The following data is to be repeated exactly, its pictures excluded.
-------- Source material --------
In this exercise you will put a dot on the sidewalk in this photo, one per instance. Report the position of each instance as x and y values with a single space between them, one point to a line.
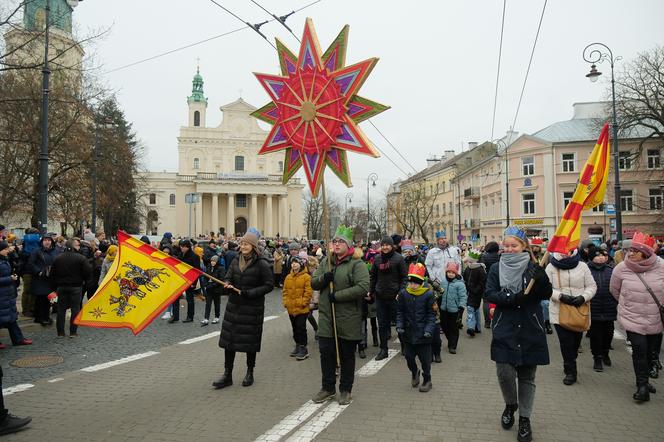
168 396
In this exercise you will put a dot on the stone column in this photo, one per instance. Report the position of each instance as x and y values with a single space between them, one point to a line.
230 215
253 211
199 215
268 216
214 226
283 216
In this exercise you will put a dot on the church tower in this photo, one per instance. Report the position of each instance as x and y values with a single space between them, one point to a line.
197 101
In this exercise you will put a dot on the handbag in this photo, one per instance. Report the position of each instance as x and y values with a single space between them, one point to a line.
660 306
573 318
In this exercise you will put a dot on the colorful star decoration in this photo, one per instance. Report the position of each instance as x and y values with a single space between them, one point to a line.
315 109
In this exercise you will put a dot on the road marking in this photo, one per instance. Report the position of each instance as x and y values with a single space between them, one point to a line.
199 338
290 422
119 361
372 367
16 388
319 422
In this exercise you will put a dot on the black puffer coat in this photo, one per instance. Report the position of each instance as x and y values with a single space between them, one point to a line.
604 306
242 328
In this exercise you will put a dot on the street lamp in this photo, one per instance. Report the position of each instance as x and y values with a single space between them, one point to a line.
593 54
43 151
372 178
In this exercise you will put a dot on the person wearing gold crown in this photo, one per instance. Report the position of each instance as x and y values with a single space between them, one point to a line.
416 324
343 281
638 285
518 344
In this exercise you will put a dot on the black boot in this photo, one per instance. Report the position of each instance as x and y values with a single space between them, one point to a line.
525 432
597 364
570 374
507 419
249 377
226 380
642 393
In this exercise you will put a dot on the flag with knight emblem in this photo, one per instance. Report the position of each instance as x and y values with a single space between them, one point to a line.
140 284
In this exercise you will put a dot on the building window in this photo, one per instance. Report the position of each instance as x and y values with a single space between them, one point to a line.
569 162
653 159
655 199
567 197
624 160
626 200
239 163
528 203
528 165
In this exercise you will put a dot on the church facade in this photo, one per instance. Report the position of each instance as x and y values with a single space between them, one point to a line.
222 184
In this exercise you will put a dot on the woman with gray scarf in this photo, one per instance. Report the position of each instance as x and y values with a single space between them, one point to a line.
519 342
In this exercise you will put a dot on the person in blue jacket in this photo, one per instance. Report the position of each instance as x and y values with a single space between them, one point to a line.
519 342
416 324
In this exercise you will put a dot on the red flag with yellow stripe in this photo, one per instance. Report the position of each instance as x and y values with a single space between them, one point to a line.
588 194
140 284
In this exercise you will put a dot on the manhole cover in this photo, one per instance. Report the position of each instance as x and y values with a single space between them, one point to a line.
37 361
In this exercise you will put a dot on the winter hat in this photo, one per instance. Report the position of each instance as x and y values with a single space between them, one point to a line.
643 243
251 237
452 267
111 252
345 234
387 240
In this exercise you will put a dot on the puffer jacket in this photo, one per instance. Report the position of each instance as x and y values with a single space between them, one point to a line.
415 314
351 284
388 275
242 327
454 295
575 282
8 312
604 306
297 293
637 311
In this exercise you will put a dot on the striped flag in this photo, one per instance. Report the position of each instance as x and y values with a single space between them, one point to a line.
140 284
588 194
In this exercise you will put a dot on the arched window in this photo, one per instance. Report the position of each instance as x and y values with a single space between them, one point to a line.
239 163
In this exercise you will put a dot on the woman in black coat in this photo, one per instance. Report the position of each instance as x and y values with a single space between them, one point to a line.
249 278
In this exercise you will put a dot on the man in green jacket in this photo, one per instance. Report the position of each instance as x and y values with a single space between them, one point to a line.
343 280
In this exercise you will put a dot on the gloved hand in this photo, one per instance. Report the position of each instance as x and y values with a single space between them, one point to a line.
578 301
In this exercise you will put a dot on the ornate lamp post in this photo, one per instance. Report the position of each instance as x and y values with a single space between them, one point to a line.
598 53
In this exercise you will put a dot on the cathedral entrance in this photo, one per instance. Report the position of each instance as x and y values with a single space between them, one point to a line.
240 226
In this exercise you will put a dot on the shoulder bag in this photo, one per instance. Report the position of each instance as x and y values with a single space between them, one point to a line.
654 298
573 318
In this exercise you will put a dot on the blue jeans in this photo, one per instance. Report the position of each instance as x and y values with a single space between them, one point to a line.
473 318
--------
* Exercise answer
In this exercise you will put a dot on the sidewalk in this photo, one per instance. Report the position of each instance as x and y values with a single space between them, one point to a line.
168 396
In this exercise you will put a dot on the stone column in this photo, one per instance. Report the position of each instance as x and y values with a single space between them, one point to a line.
230 215
253 211
199 215
268 216
214 226
283 216
In this exercise you will put a dot on the church tower in this photo, one per instance. Report the position of each instance as x and y values with a single space between them, one point to a line.
197 101
In this exercise you will put a dot on the handbag in this photo, one per instance. Report the position of each instance as x and y values with a single space between them, one point to a line.
660 306
573 318
In this exercise you will put a dot on the colorful star decoration in this photo, one per instance. Report the position of each instance as x and y values with a single space between them, one point to a line.
315 109
In this exercise you will put a dot on the road marking in this photo, one per instance. Report the position of each instance as x and y values with a single space between them, one point to a line.
199 338
290 422
119 361
372 367
16 388
319 422
In this exercise you will put a dot on the black puffer coat in this photo, one per instance. Report the position of each instance as x and y values with a single space between them, one point to a line.
604 306
242 328
In this exercise you will put a dot on the street lamp in this photo, one per instance. Report the position of each instance as x and y values with a single space between them, one point to a line.
593 54
43 151
372 178
In this exercise you will put a dot on the person wearing gold crown in this photo, one per instance. Report the position of each instance as x and y values with a single space between them, one point to a line.
416 324
343 281
638 285
518 344
In this exercise you will put a dot on the black boot in this photo, one per instance. Report the position of each instance as x and y values with a single space between them, one point to a line.
525 432
597 364
570 374
507 419
249 377
226 380
642 393
In this exercise you will put a dot on the flag with knight emblem in this photo, one per instance. Report the position of each instance as x and y values with a single space between them, one point to a line.
140 284
In this exercise you will put a dot on the building window in this photo, one per instance. Report the position of each instance as x and y values with a single space between them, one point to a line.
569 162
653 159
655 199
567 197
624 160
626 200
239 163
528 203
528 165
In this exercise you will put a dot on the church facade in this photo, one per instance. Report the position of each instance as x and y values with a single space between them, one point to a line.
222 184
In this exercise you will put a dot on the woman with gray scarf in this photo, one per instance. Report the position of each instance as x and y values with a single space between them, one point to a line.
519 342
In this exercise you will put a dot on the person in blue jacket in this photo, one per instance. Report the position of each instance as x and y values with a single space between them, one point to a line.
519 342
416 324
In this exercise you will put a dot on the red flag with yellow stripe in this photo, one per instance. Report the position of each instance as x and y values with a single space between them, one point to a line.
588 194
140 284
In this exercise you will put a dot on the manhole cover in this photo, one per instance. Report the position of each instance as x and y values with a single space between them, one point to a line.
37 361
In this exercise you will put a dot on the winter hat in this photo, one per instance. Report the position of each instance as x and y values with a single space between them, one point to a line.
643 243
251 237
452 267
111 252
345 234
387 240
In this exercise you will put a dot on the puffer jacket in this photo, one per instance. Report the position of each instance as x and y values with a single space between them, one point to a line.
415 314
351 284
388 275
242 327
454 295
575 282
8 312
604 306
297 293
637 311
In this exercise you will put a dot on the striped flag in this photo, one per instance. Report the position of each instance as x and y values with a single space between them, one point to a line.
140 284
588 194
In this exercise you will put a dot on the arched window in this photo, one per instance. Report the position of each instance as x and y values with a single space between them, one point to a line.
239 163
In this exercise you will put a dot on the woman in black coat in this photo, one per instance. Report the position of each instance as x and y values with a single space between them, one point to a line.
249 278
In this exercise you will put a dot on the man in green jacket in this photo, one per instance. Report the position of each instance as x and y values with a single space between them, one point to a line.
343 280
In this exercise you will put a dot on the gloved hand in this photo, one per instance. Report the position of each instance as x and y values with a single space between them, one point to a line.
578 301
In this exercise you will put a dot on the ornate lamp post in this photo, one per instance. Report the position of each instance as x and y values with a single space between them, one point to a line.
598 53
In this exercise you will put a dot on the cathedral entrance in this photo, one per instance. Report the position of each instance as x and y values with a single space between them, one point to a line.
240 226
In this exercise you will put a dot on the shoulder bag in this photo, one per instance. Report the position of each instance as x and y values with a single space between them, one point to a line.
654 298
573 318
In this exercise you will put a dot on the blue jeans in this photo, one per instance. Report the position of each instance as x and y values with a single space between them, one point to a line.
473 318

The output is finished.